> **TAREFAS**:
**1.** Resuma o artigo sobre o patrimônio líquido nacional em duas frases.
**2.** Traduza para o inglês esta frase do artigo: "Riqueza, sob essa definição, é quanto uma geração gasta por ano, e não quantos anos um produto é útil, ou quanto uma Economia deixa de herança para a próxima geração."

O Patrimônio Líquido Nacional

A ciência econômica infelizmente nunca desenvolveu o conceito de Patrimônio Líquido, utilizado por todos os contadores, analistas e administradores quando avaliam o desempenho das empresas.

Para medir o desempenho de um país, preferiu-se usar o conceito de Produto Interno Bruto, aquilo que se produziu durante o ano avaliado.

Tanto faz para a Ciência Econômica se o produto dura um mês ou vinte anos para ser incluído no PIB.

Tanto faz para a Ciência Econômica quantos meses duram sapatos, casas, imóveis, celulares, TVs, computadores, eletrodomésticos, carros, calçadas, estradas, pontes, prédios, vidros, tinta etc. que entram no cálculo do PIB.

Riqueza, sob essa definição, é quanto uma geração gasta por ano, e não quantos anos um produto é útil, ou quanto uma Economia deixa de herança para a próxima geração.

Por isto estamos num mundo de desperdício, consumismo desenfreado, destruição do meio ambiente, porque nossos governos ouvem as pessoas erradas, e usam as métricas e “benchmarks” equivocados.

> **LISTAGEM FORNECIDA**:
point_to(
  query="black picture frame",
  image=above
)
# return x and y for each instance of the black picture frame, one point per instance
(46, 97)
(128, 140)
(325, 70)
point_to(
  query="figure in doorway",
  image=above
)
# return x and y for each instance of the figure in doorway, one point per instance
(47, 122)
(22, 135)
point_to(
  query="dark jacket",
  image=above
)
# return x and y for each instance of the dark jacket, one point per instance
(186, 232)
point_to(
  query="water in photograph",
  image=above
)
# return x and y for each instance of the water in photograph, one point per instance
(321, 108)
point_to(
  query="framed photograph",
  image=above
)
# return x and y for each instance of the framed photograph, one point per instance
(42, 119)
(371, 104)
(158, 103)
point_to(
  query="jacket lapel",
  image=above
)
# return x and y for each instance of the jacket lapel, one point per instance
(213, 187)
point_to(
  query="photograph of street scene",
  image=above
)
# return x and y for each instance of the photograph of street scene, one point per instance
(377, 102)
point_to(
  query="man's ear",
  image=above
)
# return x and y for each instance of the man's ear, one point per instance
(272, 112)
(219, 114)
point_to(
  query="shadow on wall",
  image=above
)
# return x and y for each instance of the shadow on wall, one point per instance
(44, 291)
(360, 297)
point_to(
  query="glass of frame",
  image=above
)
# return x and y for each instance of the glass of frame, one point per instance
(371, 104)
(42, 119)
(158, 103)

* * *

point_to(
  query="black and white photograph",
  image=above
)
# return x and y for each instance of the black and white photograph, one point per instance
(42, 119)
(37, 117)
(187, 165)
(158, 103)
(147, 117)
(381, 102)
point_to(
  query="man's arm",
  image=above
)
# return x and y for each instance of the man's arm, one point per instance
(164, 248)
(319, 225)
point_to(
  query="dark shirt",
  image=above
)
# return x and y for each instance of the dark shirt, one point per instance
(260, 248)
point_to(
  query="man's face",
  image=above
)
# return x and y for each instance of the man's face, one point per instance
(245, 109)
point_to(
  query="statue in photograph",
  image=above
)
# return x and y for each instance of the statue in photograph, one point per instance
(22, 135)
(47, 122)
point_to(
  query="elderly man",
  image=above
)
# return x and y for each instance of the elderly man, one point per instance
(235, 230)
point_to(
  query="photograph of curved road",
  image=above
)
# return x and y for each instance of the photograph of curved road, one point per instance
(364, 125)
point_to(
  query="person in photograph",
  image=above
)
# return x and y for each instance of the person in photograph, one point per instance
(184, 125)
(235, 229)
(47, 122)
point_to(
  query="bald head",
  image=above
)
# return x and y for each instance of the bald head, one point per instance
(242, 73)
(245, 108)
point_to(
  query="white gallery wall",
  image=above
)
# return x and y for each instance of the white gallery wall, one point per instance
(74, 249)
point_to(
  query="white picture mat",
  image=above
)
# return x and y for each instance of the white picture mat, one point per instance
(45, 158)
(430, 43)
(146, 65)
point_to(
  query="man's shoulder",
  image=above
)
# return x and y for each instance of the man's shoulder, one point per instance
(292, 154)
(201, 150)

> **SOLUÇÕES POR TAREFA**:
**1.** A ciência econômica nunca desenvolveu o conceito de patrimônio líquido, usado por contadores, analistas e administradores para avaliar empresas, e preferiu medir o desempenho de um país pelo PIB, sem se importar com quanto tempo os produtos duram. Assim, riqueza passa a ser quanto uma geração gasta por ano, e não o que a economia deixa de herança, e por isso vivemos num mundo de desperdício, consumismo desenfreado e destruição do meio ambiente.

**2.** Wealth, under this definition, is how much a generation spends per year, and not how many years a product is useful, or how much an Economy leaves as an inheritance for the next generation.